**YOUR OBJECTIVE**:
Your copy of the entries must be exact, and it must not include the pictures.

**PROVIDED RECORDS**:

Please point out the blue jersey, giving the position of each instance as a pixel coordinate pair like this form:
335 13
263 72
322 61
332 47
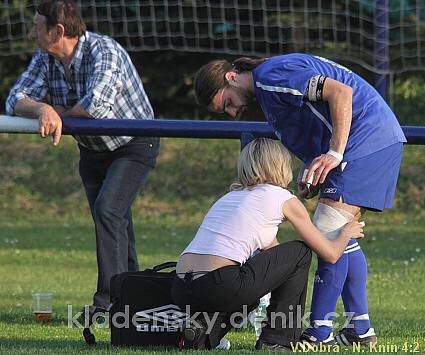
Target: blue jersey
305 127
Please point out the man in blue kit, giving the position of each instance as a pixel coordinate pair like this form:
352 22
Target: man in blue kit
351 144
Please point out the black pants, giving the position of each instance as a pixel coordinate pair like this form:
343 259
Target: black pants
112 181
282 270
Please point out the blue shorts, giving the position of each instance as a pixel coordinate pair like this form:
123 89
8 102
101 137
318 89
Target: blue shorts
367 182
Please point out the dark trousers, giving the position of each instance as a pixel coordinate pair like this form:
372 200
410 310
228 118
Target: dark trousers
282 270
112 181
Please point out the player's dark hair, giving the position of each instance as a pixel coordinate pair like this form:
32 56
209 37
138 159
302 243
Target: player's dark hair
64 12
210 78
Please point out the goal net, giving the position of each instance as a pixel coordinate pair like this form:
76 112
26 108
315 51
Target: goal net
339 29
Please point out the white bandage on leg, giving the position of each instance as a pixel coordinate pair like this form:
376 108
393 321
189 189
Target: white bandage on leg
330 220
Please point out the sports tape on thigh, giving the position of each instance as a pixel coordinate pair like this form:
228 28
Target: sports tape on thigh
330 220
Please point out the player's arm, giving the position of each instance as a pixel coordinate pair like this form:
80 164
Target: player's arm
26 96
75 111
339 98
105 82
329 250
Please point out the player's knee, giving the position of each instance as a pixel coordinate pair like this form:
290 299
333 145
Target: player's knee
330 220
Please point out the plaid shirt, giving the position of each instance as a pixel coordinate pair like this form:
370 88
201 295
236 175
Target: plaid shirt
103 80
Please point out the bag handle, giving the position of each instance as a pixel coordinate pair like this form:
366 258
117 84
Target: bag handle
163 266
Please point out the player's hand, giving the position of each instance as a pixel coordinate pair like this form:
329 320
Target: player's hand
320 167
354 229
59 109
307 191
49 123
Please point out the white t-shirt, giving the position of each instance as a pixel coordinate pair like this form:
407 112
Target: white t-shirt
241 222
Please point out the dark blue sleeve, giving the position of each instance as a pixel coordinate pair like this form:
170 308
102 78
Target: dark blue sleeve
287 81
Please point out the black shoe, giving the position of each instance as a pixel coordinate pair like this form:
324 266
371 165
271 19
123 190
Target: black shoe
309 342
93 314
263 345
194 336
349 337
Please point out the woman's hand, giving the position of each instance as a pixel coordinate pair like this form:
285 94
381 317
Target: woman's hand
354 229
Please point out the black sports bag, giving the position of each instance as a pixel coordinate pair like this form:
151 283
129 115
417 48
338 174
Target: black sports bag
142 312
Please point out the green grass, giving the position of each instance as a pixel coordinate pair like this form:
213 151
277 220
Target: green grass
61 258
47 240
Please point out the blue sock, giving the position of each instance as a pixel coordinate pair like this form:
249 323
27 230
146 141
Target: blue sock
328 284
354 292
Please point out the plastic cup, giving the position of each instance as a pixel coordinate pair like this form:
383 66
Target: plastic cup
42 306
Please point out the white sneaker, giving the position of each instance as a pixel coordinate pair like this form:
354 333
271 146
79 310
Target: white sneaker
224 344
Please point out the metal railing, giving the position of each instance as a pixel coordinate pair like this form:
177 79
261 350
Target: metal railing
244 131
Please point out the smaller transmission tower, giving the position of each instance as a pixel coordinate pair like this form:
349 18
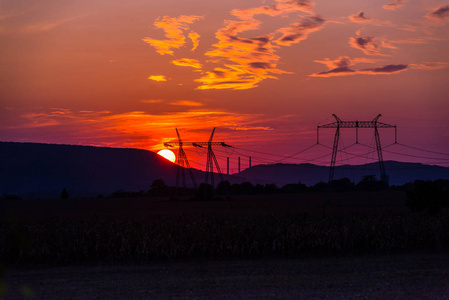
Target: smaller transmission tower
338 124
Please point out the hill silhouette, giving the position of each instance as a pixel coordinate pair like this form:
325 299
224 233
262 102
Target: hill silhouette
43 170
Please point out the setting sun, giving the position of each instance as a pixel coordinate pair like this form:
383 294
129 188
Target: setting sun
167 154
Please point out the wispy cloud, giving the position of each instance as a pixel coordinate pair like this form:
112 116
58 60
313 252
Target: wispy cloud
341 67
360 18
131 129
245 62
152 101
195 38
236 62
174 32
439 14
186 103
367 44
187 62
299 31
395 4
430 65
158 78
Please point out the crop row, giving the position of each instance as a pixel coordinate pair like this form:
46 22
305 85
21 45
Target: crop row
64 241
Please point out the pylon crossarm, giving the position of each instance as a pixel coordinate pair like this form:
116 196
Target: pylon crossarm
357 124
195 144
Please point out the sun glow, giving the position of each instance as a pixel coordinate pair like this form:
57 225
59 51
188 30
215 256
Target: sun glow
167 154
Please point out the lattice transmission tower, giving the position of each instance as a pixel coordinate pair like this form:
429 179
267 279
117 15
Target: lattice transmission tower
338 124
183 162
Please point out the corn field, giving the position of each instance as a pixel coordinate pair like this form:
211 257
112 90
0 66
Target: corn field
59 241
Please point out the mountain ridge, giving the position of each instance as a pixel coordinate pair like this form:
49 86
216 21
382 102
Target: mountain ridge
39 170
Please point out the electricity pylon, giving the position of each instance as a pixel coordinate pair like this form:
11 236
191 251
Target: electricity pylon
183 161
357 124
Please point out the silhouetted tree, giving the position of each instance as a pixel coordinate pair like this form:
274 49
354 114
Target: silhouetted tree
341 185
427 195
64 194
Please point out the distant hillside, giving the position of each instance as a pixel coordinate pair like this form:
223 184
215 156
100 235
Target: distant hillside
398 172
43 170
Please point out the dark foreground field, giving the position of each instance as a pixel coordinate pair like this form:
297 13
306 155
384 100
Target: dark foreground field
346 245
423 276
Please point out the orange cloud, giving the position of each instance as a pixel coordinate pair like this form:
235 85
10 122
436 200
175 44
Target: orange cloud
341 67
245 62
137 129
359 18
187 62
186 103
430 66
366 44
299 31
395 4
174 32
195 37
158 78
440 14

**YOUR SOLUTION**:
Please point out the blue jersey, giving the position of each instance as a pixel coordinate pair like this form:
335 13
263 72
322 61
332 47
Target: blue jersey
305 127
Please point out the man in blue kit, giving the position of each instance as a pixel coordinate pair like this form:
352 22
Target: man in blue kit
351 144
Please point out the black pants, giving the position of each instance as a pixel coordinate pair like this form:
343 259
Target: black pants
112 181
282 270
Please point out the blue shorts, giving the position of each instance as a pixel coordinate pair like this form:
123 89
8 102
101 137
318 89
Target: blue shorts
367 182
Please point out the dark trousers, giving the position of each instance as a pixel coordinate pair like this form:
372 200
410 310
228 118
Target: dark trousers
282 270
112 181
Please point out the player's dark hair, giving the position of each instance as a pixel coordinate pair like this form:
32 56
209 37
138 159
302 243
Target: player's dark hair
64 12
210 78
Please point out the goal net, giving the position of each instance as a pixel coordinate pair like this form:
76 112
26 108
315 51
Target: goal net
339 29
Please point out the white bandage on leg, giving the position of each instance as a pixel coordinate pair like this form:
376 108
393 321
189 189
Target: white bandage on leg
330 220
Please point out the sports tape on thigh, giving the position of each instance as a pixel coordinate pair like this form:
228 28
Target: sports tape on thigh
330 220
Please point out the player's arm, giving the position of each instance as a pixel coordinate pair like this form:
80 164
Target: player's arm
26 96
75 111
339 98
105 82
329 250
Please point out the player's knee, giving the position of each instance as a pixel coordinate pair like this form:
290 299
333 145
Target: player's knee
330 220
Please point out the plaid shirt, giving the position of each instance as a pixel coordinate pair like this form:
370 88
201 295
236 175
Target: plaid shirt
103 80
Please point out the bag handle, giving the position of each instance as a pixel coordinate pair like this form:
366 258
117 84
Target: bag handle
163 266
Please point out the player's hand, giving the position of each instance as a pixel coordinate pair like this form:
329 320
Target: player's hand
320 167
354 229
59 109
307 191
49 123
Please point out the white t-shirt, giving the position of each instance as a pixel coordinate pair like this form:
407 112
Target: white t-shirt
241 222
Please point out the dark blue sleeve, giving the position of each instance as a pixel coordinate pair like this form:
170 308
102 78
Target: dark blue sleeve
287 81
Please point out the black shoe, giving the position of each instance as a pixel coordinate pair like this form:
324 266
371 165
271 19
123 190
Target: black shoe
309 342
93 314
263 345
194 336
349 337
Please point out the woman's hand, giving the position of each instance as a pixel coordinate pair like this form:
285 94
381 317
Target: woman's hand
354 229
Please point out the black sports bag, giving the position of each instance as a pixel coordinate pair like this form:
151 283
129 115
417 48
338 174
Target: black sports bag
142 312
Please point out the green grass, giving the position of each instance as a pixel coordinate pair like this form:
213 151
277 220
Target: green grass
61 258
47 240
Please point out the blue sock, giving the position of each instance as a pixel coordinate pair like this form:
249 323
27 230
146 141
Target: blue sock
328 284
354 292
Please point out the plastic cup, giving the position of each instance as a pixel coordinate pair like this form:
383 66
Target: plastic cup
42 306
Please point out the white sneaker, giving the position of each instance as a pixel coordinate pair like this form:
354 333
271 146
79 310
Target: white sneaker
224 344
Please point out the metal railing, giving the position of each instance as a pixel coordinate pair like this form:
177 79
261 350
Target: metal railing
244 131
Please point out the smaller transmission tower, giving the position of each instance as a pixel coordinate pair like this form:
349 18
Target: smaller transmission tower
338 124
Please point out the hill silhouette, giving the position of each instance as a pixel coordinate pair like this form:
325 299
224 233
262 102
Target: hill silhouette
43 170
Please point out the setting sun, giving the position of each instance as a pixel coordinate pair like this form:
383 294
129 188
Target: setting sun
167 154
Please point out the wispy cloud, giving the position of each instance as a pixel coordinate pair like this form:
112 116
58 60
313 252
Target: wispy cloud
341 67
360 18
131 129
245 62
152 101
195 38
236 62
174 32
439 14
186 103
367 44
187 62
299 31
395 4
430 65
158 78
Please point out the crop row, giving the position of each instance as a pixel coordinate pair like this form:
46 22
305 85
21 45
Target: crop row
64 241
Please point out the pylon crossarm, giving the position of each instance as a pixel coordinate pair like this form:
116 196
Target: pylon crossarm
357 124
195 144
Please point out the sun glow, giving the position of each instance as a pixel coordinate pair like this form:
57 225
59 51
188 30
215 256
Target: sun glow
167 154
Please point out the lattice transmission tower, giving the position of each instance as a pixel coordinate pair like this form:
429 179
267 279
117 15
Target: lattice transmission tower
338 124
183 162
Please point out the corn field, giving the position of each instance as a pixel coordinate pair like this form:
211 257
112 90
0 66
Target: corn field
59 241
Please point out the mountain ridge, giving the position of each instance as a pixel coordinate pair like this form:
49 86
216 21
382 102
Target: mountain ridge
39 170
Please point out the electricity pylon, giving the position of each instance as a pixel coordinate pair like this form:
11 236
191 251
Target: electricity pylon
183 161
357 124
Please point out the silhouetted tree, giving the position of each instance as a pixel coordinate pair like this form:
274 49
354 114
Target: silhouetted tree
341 185
427 195
64 194
Please point out the distant hillside, giving the position of each instance as a pixel coordinate pair like this form:
223 184
215 156
100 235
Target: distant hillside
398 172
43 170
Please point out the dark foreground field, giving the position of each instance as a pixel coordinate pair like this form:
297 13
306 155
384 100
Target: dark foreground field
346 245
423 276
Please point out the orange cloud, giving the position of each instance as a pixel coordinate pair like this form:
235 85
10 122
436 200
175 44
Target: orange cloud
341 67
245 62
137 129
359 18
187 62
186 103
430 66
366 44
299 31
395 4
174 32
195 37
158 78
440 14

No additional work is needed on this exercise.